**Task details**
The required output consists solely of the lines from the line containing "[locate] the red" through the end of the records, copied exactly.

**Material provided**
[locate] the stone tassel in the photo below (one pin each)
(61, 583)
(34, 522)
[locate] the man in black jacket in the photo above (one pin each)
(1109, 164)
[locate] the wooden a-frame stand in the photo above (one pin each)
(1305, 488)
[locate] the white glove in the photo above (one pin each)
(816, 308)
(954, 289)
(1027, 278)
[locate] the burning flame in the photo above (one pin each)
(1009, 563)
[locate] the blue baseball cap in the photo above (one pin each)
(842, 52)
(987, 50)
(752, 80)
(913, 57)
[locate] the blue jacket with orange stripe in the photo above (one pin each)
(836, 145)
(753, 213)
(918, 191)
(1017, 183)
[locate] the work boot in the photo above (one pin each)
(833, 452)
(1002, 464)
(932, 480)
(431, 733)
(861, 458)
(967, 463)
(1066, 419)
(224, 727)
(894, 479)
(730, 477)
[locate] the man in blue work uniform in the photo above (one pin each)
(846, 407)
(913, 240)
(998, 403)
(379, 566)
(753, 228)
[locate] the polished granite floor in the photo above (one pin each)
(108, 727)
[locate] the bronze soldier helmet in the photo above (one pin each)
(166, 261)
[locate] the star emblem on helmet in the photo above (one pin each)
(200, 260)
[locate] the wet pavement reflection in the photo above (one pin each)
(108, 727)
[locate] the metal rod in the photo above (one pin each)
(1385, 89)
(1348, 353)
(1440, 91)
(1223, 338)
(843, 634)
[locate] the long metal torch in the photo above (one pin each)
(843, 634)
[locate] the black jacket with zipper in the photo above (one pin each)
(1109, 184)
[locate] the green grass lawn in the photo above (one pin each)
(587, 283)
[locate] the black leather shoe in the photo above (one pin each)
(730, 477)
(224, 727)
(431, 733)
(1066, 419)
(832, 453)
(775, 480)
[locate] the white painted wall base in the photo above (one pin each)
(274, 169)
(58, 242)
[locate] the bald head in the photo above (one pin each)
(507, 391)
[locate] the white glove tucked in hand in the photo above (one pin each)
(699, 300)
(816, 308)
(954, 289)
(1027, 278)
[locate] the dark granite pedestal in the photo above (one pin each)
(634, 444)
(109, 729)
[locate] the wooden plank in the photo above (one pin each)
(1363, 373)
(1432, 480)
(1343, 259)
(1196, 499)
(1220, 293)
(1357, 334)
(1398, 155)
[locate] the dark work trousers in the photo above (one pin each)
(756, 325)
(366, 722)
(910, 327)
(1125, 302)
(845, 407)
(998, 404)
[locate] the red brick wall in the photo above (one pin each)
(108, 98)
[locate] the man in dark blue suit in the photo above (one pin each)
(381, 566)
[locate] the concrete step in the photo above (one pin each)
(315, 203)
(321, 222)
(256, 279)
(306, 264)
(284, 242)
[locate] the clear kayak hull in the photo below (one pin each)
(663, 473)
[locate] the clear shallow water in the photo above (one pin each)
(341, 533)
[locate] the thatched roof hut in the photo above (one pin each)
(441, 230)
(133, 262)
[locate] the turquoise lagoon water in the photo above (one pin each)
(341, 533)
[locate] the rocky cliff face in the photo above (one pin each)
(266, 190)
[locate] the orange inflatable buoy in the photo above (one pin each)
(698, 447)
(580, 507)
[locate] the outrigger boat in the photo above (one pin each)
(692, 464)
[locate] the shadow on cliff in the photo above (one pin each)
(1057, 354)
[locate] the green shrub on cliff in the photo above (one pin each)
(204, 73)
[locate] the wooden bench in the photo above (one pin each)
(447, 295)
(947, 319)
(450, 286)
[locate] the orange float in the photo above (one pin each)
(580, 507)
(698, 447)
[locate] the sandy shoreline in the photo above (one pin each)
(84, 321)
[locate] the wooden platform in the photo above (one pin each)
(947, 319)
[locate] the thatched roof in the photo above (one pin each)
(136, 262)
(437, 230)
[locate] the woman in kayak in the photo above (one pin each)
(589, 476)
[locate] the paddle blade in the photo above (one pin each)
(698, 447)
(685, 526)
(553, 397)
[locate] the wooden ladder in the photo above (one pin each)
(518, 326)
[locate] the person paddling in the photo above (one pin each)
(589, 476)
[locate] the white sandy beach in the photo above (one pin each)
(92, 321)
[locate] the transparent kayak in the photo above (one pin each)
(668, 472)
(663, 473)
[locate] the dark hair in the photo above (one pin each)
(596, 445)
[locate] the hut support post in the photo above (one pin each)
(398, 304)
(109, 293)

**Exercise response**
[locate] the red brick wall in the photo above (one pin each)
(108, 98)
[locate] the man in dark blue suit in the photo above (one pin each)
(381, 566)
[locate] the concrete step in the photo above (one pin each)
(315, 203)
(321, 222)
(256, 279)
(306, 264)
(284, 242)
[locate] the clear kayak hull in the photo below (one pin each)
(663, 473)
[locate] the clear shallow water in the photo above (one pin each)
(341, 533)
[locate] the thatched roof hut in the photo above (one pin each)
(441, 230)
(133, 262)
[locate] the turquoise lagoon water in the photo above (one pin each)
(341, 533)
[locate] the rocky cliff face in the photo above (one pin each)
(266, 190)
[locate] the orange inflatable buoy in the photo above (one pin each)
(698, 447)
(580, 507)
[locate] the outrigger boat in the photo above (one pin each)
(692, 464)
[locate] the shadow on cliff in the photo above (one pin each)
(1057, 354)
[locate] the green shrub on cliff in the photo above (one pin each)
(204, 73)
[locate] the wooden bench in the photo above (one pin each)
(447, 295)
(947, 319)
(450, 286)
[locate] the orange float in the photo above (one pin each)
(580, 507)
(698, 447)
[locate] the sandy shoreline in the photo above (one pin each)
(84, 321)
[locate] the wooden platform in the photo above (one pin each)
(947, 319)
[locate] the thatched roof in the photo above (one pin each)
(136, 262)
(437, 230)
[locate] the woman in kayak in the photo above (one pin each)
(589, 476)
[locate] the paddle blade in the photo above (one pin each)
(698, 447)
(685, 526)
(553, 397)
[locate] the wooden ladder in the photo above (one pin each)
(518, 326)
[locate] the person paddling in the photo above (one pin each)
(589, 476)
[locate] the white sandy beach in the photo above (one pin each)
(92, 321)
[locate] the transparent kayak in the photo above (one pin each)
(668, 472)
(663, 473)
[locate] the dark hair in the photo above (one pin each)
(596, 445)
[locate] the hut support post in the photo above (one pin each)
(398, 304)
(109, 293)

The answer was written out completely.